▶ **Given exercise 1**
According to the podcast summary, which episode of the Talent Matters series features Rohit Kapoor?

▶ **Document segment**
Dave talks to Rohit Kapoor – Talent Matters Podcast
Dave talks to Rohit Kapoor about the idea that all recruiters are marketers, digital recruitment marketing as the evolution of traditional job advertising, the 3 pillars of recruitment marketing, consistency as a central tenet of recruitment marketing, the importance of hashtags, the power of personal brands and how hiring won’t cease in a recession.
The One Where They Talk About…
- The idea that all recruiters are marketers (they just sometimes don’t know it)
- Digital recruitment marketing as the evolution of traditional job advertising
- The 3 pillars of recruitment marketing
- Consistency as a central tenet of recruitment marketing
- The importance of hashtags (but used moderately!)
- The power of personal brands
- How hiring won’t cease in a recession
In episode 9 of the Talent Matters podcast series, Wave CEO Dave Jenkins talks to Rohit Kapoor, Co-founder of Paiger, an AI marketing assistant built for recruiters. Having worked in the recruitment industry for many years, Rohit identified a gap in the market for recruitment marketing automation – making it easier and faster to share content, jobs and perform market research. In 4.5 years Paiger has grown hugely, proving that there is a real need for a platform that will help automate the marketing that recruiters must now do in order to find talented candidates and clients and grow.
Rohit talks about the vital importance of recruitment marketing as a way to source clients and candidates, increase brand awareness, and drive growth, plus shares valuable tips on how to market effectively. The podcast is well worth a listen and available to stream now. In the meantime, we’ve listed the key takeaways so that you don’t have to take notes!
Every recruiter is a marketer
Marketing can divide opinion within recruitment agencies – some see it as an essential tool to run and grow their business, others feel it takes consultants away from being on the phone, speaking to clients and candidates and making placements. The truth is that recruiters engage in marketing on a daily basis – it’s a fundamental part of recruitment even if it’s not always recognised as marketing. Job adverts are a form of marketing. When you advertise your jobs, you market yourself as an individual recruiter as well as marketing the agency. In order to source candidates and new clients, recruiters work their networks – that is marketing. When you put out a great job ad – that is marketing. Recruiters have always been marketers, it’s just that some don’t realise that what they do day in, day out is marketing.
Recruitment marketing is merely the evolution of job advertising
Marketing didn’t begin with the rise of social media. In the days before socials, recruitment marketing was the way you marketed your job ads – taking those ads to the right place, in front of the right audience. You’d know which newspaper to buy space in, which job boards to post to. In 2022, you have a pool of candidates on social media waiting to be engaged with. You still need to know where to go – the demographic you’re targeting will determine the platforms you’ll want to focus on. In many ways, it’s no different to having a book of contacts that you call around when a suitable job comes in. What has changed is that social media pushes those boundaries, allowing recruiters to connect with candidates they’d never have been able to before the social media era.
The 3 pillars to grow organic followers on social media
It’s hard to know where to start with social media, but there are 3 key pillars for a solid recruitment marketing foundation:
1. Curating content – Find news relevant to your market and share an opinion on it. Share news stories and articles, create a poll based on current challenges and talking points but always have an opinion and invite others to share their opinions too.
2. Job ads – This is the service you provide but it is also a great opportunity to market your agency and create brand awareness through the quality of your ads and through the use of brand colours. It’s important to push ads out to where the demographic sits and drive candidates back to your application page. An option to immediately click and apply is essential or you’re likely to lose them. You need to always be thinking, “how do I get that candidate back onto my website and into my ecosystem?”

▶ **Task input**
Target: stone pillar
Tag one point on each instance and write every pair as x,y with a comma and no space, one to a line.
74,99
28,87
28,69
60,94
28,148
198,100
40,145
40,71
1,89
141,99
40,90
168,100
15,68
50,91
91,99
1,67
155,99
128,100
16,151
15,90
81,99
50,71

▶ **Given exercise 2**
Recast every line of the entries above as a numbered list, omitting any blank lines.

▶ **Exercise answer 1**
Episode 9

▶ **Exercise answer 2**
1. Target: stone pillar
2. Tag one point on each instance and write every pair as x,y with a comma and no space, one to a line.
3. 74,99
4. 28,87
5. 28,69
6. 60,94
7. 28,148
8. 198,100
9. 40,145
10. 40,71
11. 1,89
12. 141,99
13. 40,90
14. 168,100
15. 15,68
16. 50,91
17. 91,99
18. 1,67
19. 155,99
20. 128,100
21. 16,151
22. 15,90
23. 81,99
24. 50,71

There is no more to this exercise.